Chapter 11

Conclusions and future work

Abstract

This chapter first summarizes the content of this book: on the basis of the communication-centric cross-layer optimization method, the book explores the network-on-chip design space in a bottom-up, coherent, and uniform fashion, from low-level router, buffer, and topology implementations, to network-level routing and flow control designs, to co-optimizations of the network-on-chip and high-level programming paradigms. Then, we discuss promising research directions for future work.

Keywords

Communication-centric cross-layer optimization

Future work

11.1 Conclusions

The advancement of semiconductor technology and the severe design challenges for single-core processors are together driving computer architecture rapidly into the many-core era. Although the community has already made significant breakthroughs, the development of efficient many-core processors still faces several challenges, including high-level parallel programming paradigms, intermediate-level communication structure, and low-level logic implementations. Communication-centric cross-layer optimizations can not only increase the performance for the communication layer, but can also efficiently mitigate the challenges for both the programming paradigm layer and the logic implementation layer. On the basis of this insight, this book has explored the network-on-chip (NoC) design space in a bottom-up, coherent, and uniform fashion, from low-level router, buffer, and topology implementations, to network-level routing and flow control designs, to co-optimizations of the NoC and high-level programming paradigms.

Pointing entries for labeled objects
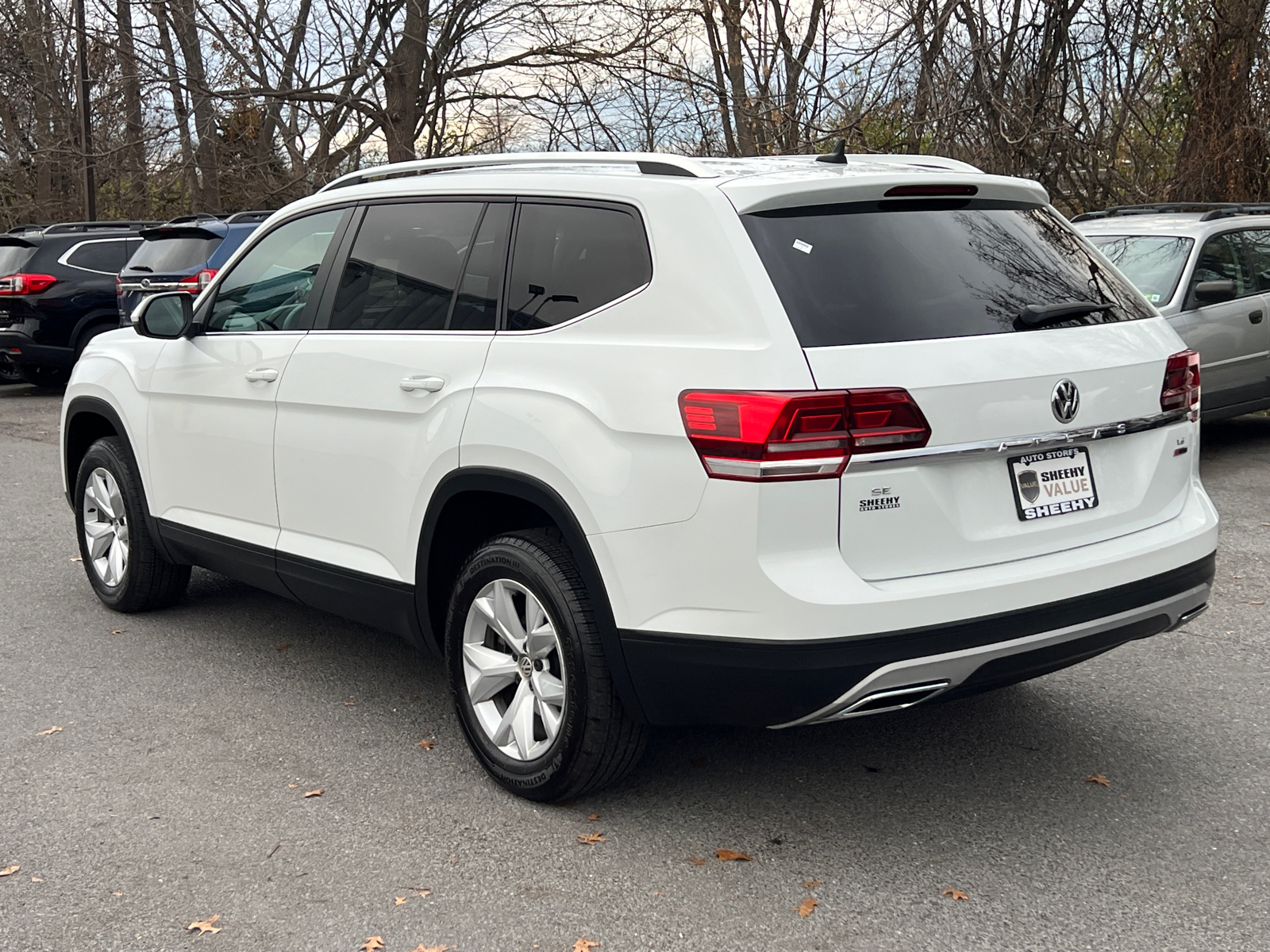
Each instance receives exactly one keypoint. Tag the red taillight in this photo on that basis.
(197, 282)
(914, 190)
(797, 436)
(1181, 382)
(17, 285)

Instruction: According to the chapter, what challenges does the development of efficient many-core processors still face? List them all.

Reply:
- High-level parallel programming paradigms
- Intermediate-level communication structure
- Low-level logic implementations